提供テキスト:
教室ほどの広さの一室に、既に1組の家族が座っていた。幅約2メートルの黒板のような板に10人の名前を書いた紙が順番に貼られる。妻の名前はない。ほっとして約10分後、再び貼り出されて2番目の紙が妻だった。
「まさか、ですよね。携帯電話を持っていなかったから、どこかにいるんじゃないかと、期待していたんですけれど」
遺体との対面を待つ間、次々と別の家族が来て悲鳴とおえつが聞こえた。ロビーの端々に立つJR西日本の社員に「なんで殺したんや」と怒鳴る声が響いた。
午後6時ごろ、「ご確認を」と促されてアリーナに入る。仕切り板の手前に、十数体の棺が並ぶ。名前を書いた紙をふたに添え、所持品と衣服が袋に入って頭に近い床に置かれている。
棺の小窓を開け、ふっくらとした顔は妻に思えたが、違う気もした。遺品のバッグには確かに妻の免許証や財布が入っていた。
ところが、体育館の裏口で寝台車を待っていると、娘が服の入った袋を開けて言った。
「『これ、お母さんのじゃない』とね。車両内で妻のバッグが飛ばされて、別の女性のそばで見つかったんです。すごく顔が似ていて、妻には謝っても謝りきれないところでした」

保存データ:
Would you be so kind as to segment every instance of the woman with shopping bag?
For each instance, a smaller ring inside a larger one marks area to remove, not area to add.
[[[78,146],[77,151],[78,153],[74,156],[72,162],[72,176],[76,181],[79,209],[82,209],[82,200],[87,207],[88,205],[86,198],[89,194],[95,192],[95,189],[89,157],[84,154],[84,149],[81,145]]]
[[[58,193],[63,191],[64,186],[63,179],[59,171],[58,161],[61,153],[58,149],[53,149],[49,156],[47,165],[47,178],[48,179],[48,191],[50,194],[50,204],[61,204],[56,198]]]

あなたの目標: 遺体安置所で妻の身元を確かめる場面を描いた提供テキストを、最後の文の後から書き継いでもらえますか？ この資料は今回の作業には関わりません。

演習の結果:
警察官はバッグの中の免許証で、別人を妻とみていたのだ。50代くらいの他の遺体を探してもらうと、身元不明とされる数体の中に、それらしき女性がいた。
午後8時ごろ、傷のない顔を見て、こみあげた。ふたを開いて足も確認する。外反母趾で親指が少し内側に曲がっているのを眺めて、ようやく会えたと声を掛けた。
アリーナの奥では、県警の男性検視官が、応援で駆け付けた捜査員らに指示しながら調書を取っていた。
遺体そばの所持品から、携帯電話の着信音が鳴っている。家族や友人が安否を気遣って掛けてきているのだろう、と誰もが想像した。「電話、出た方がいいですか」。手を止めて聞く捜査員がいたが、検視官は首を縦に振らなかった。
後日、その判断を聞いた県警幹部は思った。
「携帯電話の持ち主が遺体と違っていたら、生死を取り違える可能性もある。ただ、思いが込もった着信に応えないという決断は決して軽くなかっただろう」
午後9時半、収容した49体のうち25体の身元が分かる。事故現場では救出作業が続き、遺体は次々と運ばれてくる。